• ОБЯЗАТЕЛЬНЫЕ ЗАДАНИЯ:
1 – Изложите исходный фрагмент в двух предложениях.
2 – Сколько домов, согласно исходному фрагменту, занимала свита кардинала Бернара де Гарва?
3 – Воспроизведите отрезок исходного фрагмента от «Алчность элит уже» до «для своих рысаков.», подставив «казначеи» вместо «маркетологи».

• ИСХОДНЫЙ ФРАГМЕНТ:
****************

Так что с реальными мотивами Иоанна всё предельно ясно. Но понтифик вовсе не являлся каким-то исключением из правил. Характерен такой случай: в 1326 году папа потребовал от французского духовенства «добровольного взноса» на крестоносные нужды; король Франции, разумеется, сначала послал Иоанна XXII ко всем чертям и запретил платить взнос. Тогда папа применил испытанный прием: «я даю, чтобы и ты дал» («do ut des»). В наше время это назвали бы откатом; Иоанн предоставил королю часть суммы и получил необходимое разрешение поскрести по сусекам французского духовенства. Аналогичные явления происходили в Кастилии, Англии, Австрии, Венгрии и Швеции. Гильом де Нанжи из Сен-Дени даже написал по поводу такого взаимопонимания светской и духовной власти: «Один стрижет паству, другой сдирает с нее шкуру, и нет никого, кто бы этому помешал».

Алчность элит уже была готова выйти за любые мыслимые пределы, а Иоанн просто показал пример, как это делается. Неудивительно, что маркетологи и юристы папства заработали в этот период с удвоенной энергией – от души трудились. Правда, тут же и столкнулись с новой волной ереси. Пришлось снова спустить инквизицию на всех, кто выразил недовольство богатством церкви. Таких еретиков называли спиритуалами, а их претензии были просты: какого хрена епископы и кардиналы жируют, когда народ мрёт с голоду? Вы вдумайтесь в цифры – вокруг 1316 год, жуткая нехватка продовольствия по всей Европе, цены на зерно взлетели до небес, каждого десятого вывозят ногами вперёд за городские стены, а в это время только свита кардинала Арно д'О занимала 32 дома, Бернара де Гарва – 51, а кардинал Петр из Бангака содержал аж 10 конюшен для своих рысаков.

****************

• ДАННЫЕ:

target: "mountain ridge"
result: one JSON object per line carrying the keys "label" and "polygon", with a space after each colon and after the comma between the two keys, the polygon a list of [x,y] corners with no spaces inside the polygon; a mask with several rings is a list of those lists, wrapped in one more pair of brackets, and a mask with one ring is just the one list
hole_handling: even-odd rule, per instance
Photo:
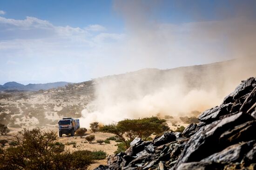
{"label": "mountain ridge", "polygon": [[66,82],[57,82],[47,83],[29,83],[24,85],[16,82],[7,82],[3,85],[0,85],[0,90],[18,90],[27,91],[38,91],[40,89],[48,90],[52,88],[62,87],[73,83]]}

****************

• РЕЗУЛЬТАТЫ ПО ЗАДАНИЯМ:
1 – В 1326 году король Франции запретил французскому духовенству платить требуемый Иоанном XXII «добровольный взнос» на крестоносные нужды, но получил от папы часть суммы и дал разрешение; похожее происходило в Кастилии, Англии, Австрии, Венгрии и Швеции. Спиритуалов, недовольных богатством церкви, снова преследовала инквизиция, а в голодный 1316 год свиты кардиналов занимали десятки домов.

2 – 51 дом.

3 –
Алчность элит уже была готова выйти за любые мыслимые пределы, а Иоанн просто показал пример, как это делается. Неудивительно, что казначеи и юристы папства заработали в этот период с удвоенной энергией – от души трудились. Правда, тут же и столкнулись с новой волной ереси. Пришлось снова спустить инквизицию на всех, кто выразил недовольство богатством церкви. Таких еретиков называли спиритуалами, а их претензии были просты: какого хрена епископы и кардиналы жируют, когда народ мрёт с голоду? Вы вдумайтесь в цифры – вокруг 1316 год, жуткая нехватка продовольствия по всей Европе, цены на зерно взлетели до небес, каждого десятого вывозят ногами вперёд за городские стены, а в это время только свита кардинала Арно д'О занимала 32 дома, Бернара де Гарва – 51, а кардинал Петр из Бангака содержал аж 10 конюшен для своих рысаков.